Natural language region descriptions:
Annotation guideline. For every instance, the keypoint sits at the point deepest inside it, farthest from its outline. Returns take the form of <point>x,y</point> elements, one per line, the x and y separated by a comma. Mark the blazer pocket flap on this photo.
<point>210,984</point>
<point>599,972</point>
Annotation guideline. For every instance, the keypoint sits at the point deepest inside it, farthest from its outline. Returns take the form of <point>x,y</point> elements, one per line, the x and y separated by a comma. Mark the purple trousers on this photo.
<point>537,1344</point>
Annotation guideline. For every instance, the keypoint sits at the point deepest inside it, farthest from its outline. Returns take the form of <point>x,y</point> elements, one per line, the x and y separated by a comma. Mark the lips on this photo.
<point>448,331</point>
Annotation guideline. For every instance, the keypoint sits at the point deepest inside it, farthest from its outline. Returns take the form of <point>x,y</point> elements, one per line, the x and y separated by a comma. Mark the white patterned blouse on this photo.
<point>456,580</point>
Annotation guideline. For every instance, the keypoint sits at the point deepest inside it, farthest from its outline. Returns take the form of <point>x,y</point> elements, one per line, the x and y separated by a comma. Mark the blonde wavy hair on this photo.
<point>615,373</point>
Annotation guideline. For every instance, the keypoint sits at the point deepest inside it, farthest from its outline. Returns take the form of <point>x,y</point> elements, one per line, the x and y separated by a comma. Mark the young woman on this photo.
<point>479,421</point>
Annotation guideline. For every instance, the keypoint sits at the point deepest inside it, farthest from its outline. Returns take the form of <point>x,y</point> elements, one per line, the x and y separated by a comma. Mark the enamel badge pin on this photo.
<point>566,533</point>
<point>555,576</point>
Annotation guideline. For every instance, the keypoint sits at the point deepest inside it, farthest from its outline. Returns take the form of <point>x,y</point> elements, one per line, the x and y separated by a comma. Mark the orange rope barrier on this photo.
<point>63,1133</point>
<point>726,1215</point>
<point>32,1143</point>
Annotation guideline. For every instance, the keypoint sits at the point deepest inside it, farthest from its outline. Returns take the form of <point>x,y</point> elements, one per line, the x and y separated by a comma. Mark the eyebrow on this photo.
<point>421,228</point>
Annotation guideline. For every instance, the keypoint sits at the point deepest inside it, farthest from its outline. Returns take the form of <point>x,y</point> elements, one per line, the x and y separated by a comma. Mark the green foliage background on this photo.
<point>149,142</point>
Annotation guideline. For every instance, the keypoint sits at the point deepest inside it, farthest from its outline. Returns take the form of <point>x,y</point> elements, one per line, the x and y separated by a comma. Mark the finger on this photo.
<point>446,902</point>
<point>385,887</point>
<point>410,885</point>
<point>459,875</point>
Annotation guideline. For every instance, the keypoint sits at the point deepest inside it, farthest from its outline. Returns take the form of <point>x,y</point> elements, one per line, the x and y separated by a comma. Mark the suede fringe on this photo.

**HOW TO COMPLETE THIS TASK:** All the lines above must appear again in the answer, word for word.

**SOLUTION:**
Annotation guideline. For every instance, the keypoint sits at the point deepest inside it, farthest from its outline. Returns take the form of <point>x,y</point> elements, one per line, the x and y separated by a comma. Mark the blazer pocket flap on this photo.
<point>210,984</point>
<point>599,972</point>
Annotation guideline. For every instance, the keypoint sits at the point deepest inside it, farthest from its outline. Returns take the form of <point>x,y</point> elements, one per line, the x and y separated by a comma. Mark the purple trousers on this photo.
<point>537,1344</point>
Annotation guideline. For every instance, the keypoint sits at the point deepest inside it, farthest from its outline. Returns take the form of <point>x,y</point> elements, one per line, the x and y separated by a comma. Mark the lips on this photo.
<point>448,331</point>
Annotation guideline. For every instance, the keypoint sits at the point deepest inside it, farthest from its outline. Returns take the form of <point>x,y</point> elements, one per line, the x and y separated by a comma. Mark the white patterned blouse on this photo.
<point>456,580</point>
Annotation guideline. For every instance, the keypoint sits at the point deepest inside it, farthest from its outline. Returns take the form of <point>x,y</point> elements, one per line, the x and y separated by a comma. Mark the blonde wavy hair on this photo.
<point>615,373</point>
Annotation guideline. For every instance, the keypoint sits at the point deepest inside it, farthest from its outline. Returns take the form of <point>x,y</point> elements, one per line, the x and y separated by a comma. Mark the young woman on this photo.
<point>479,421</point>
Annotation guideline. For every instance, the keypoint sits at the point deepest inside it, farthest from its outline. Returns take the form of <point>x,y</point> elements, one per line, the x and y separated by a comma. Mark the enamel badge pin on this photo.
<point>566,533</point>
<point>555,576</point>
Annotation guideline. For every instance, the keypoint sits at the point deepest inside it, farthest from its outline. Returns take the form of <point>x,y</point> elements, one per line, the x and y separated by a comma. Mark the orange rope barrier on this photo.
<point>63,1133</point>
<point>726,1215</point>
<point>32,1143</point>
Annotation guideline. For every instance, the keypoint sits at the point deepest inside it, farthest from its outline. Returns take the form of <point>x,y</point> elements, one per line, the x and y separated by a comma. Mark the eyebrow on this photo.
<point>421,228</point>
Annotation guideline. For every instance, the keypoint sits at the point deepest inside it, farthest from its outline. Returns take the form of <point>x,y</point> elements, one per line, the x and y separated by a comma. Mark the green foliage background on this photo.
<point>149,142</point>
Annotation guideline. For every instance, the keypoint sits at the point deepest inside it, farthest from its outline. Returns take the form of <point>x,y</point> elements, one per line, the x and y separated by a comma. Mark the finger on this photo.
<point>446,902</point>
<point>385,887</point>
<point>410,885</point>
<point>459,875</point>
Annotation guideline. For every instance, the keypoint sits at the point deepest inside it, farthest from its outline. Returns take the form of <point>x,y</point> elements, one per line, the x and y separated by a comma. Mark the suede fringe on this photo.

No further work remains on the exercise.